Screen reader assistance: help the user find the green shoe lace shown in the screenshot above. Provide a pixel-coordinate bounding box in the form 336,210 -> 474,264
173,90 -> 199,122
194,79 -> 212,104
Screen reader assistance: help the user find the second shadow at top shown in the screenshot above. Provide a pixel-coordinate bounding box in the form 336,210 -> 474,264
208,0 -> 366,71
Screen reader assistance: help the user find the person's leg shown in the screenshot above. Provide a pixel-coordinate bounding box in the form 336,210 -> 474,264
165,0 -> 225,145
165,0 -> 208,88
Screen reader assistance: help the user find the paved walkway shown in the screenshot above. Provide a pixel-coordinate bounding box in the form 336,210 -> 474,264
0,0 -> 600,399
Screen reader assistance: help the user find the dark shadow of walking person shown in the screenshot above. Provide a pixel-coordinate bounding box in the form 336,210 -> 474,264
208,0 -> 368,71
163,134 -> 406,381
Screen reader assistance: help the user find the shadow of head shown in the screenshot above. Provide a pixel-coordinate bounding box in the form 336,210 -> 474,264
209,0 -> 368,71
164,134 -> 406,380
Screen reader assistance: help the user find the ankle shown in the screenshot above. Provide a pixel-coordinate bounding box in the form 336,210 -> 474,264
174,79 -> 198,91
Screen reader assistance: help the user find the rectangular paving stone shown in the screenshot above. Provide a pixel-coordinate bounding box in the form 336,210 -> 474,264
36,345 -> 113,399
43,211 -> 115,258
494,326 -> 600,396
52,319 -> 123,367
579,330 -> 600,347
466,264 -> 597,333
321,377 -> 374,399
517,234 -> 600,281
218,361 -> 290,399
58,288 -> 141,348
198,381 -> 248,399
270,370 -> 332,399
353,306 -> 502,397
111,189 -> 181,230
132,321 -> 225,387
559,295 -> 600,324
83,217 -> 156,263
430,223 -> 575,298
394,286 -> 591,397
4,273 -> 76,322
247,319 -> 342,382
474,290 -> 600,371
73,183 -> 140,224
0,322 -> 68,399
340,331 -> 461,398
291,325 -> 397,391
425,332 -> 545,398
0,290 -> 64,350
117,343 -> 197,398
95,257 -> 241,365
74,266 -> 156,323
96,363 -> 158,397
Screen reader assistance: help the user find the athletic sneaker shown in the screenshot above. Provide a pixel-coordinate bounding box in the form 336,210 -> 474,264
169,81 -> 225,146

* * *

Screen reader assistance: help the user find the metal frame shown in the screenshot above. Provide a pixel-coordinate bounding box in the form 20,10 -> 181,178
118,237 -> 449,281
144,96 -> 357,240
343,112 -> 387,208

--

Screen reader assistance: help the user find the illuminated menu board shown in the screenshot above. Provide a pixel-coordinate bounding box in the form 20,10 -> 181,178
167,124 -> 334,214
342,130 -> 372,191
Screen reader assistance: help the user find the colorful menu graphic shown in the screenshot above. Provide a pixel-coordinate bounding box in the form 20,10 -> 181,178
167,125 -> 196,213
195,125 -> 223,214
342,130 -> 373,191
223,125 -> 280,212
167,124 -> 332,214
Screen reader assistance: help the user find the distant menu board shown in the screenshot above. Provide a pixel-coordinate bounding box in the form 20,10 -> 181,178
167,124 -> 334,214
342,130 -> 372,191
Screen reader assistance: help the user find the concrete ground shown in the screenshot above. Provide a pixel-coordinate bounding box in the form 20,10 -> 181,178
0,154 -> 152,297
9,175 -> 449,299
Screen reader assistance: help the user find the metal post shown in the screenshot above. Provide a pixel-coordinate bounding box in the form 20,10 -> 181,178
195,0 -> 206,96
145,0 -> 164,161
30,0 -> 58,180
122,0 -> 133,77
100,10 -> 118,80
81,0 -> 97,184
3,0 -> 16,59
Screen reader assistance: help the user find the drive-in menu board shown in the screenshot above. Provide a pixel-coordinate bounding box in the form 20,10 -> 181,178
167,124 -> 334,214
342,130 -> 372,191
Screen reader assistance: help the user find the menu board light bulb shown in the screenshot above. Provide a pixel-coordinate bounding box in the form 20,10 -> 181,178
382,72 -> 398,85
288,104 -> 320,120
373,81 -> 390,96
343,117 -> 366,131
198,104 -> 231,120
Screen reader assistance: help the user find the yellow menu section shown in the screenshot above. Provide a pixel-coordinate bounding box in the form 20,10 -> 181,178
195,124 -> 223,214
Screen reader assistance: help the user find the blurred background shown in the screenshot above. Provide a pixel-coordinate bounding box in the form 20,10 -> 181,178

__JOB__
Starting at the line that contains "Screen reader assistance: help the user find the green" and stopping after the line that contains "208,0 -> 366,71", write out those lines again with "shoe lace" swapped for "shoelace" and everything else unchanged.

__FINAL ANSWER__
Screen reader assistance: help the user find the green shoelace shown in the screenshot above. Provide a pixel-coordinate bounding box in the form 336,210 -> 474,264
173,90 -> 199,122
194,79 -> 212,104
Screen reader assistance: help the user find the second shadow at top shown in the screenshot above. Provide a pixel-coordinate bounding box in the form 336,210 -> 474,264
208,0 -> 366,71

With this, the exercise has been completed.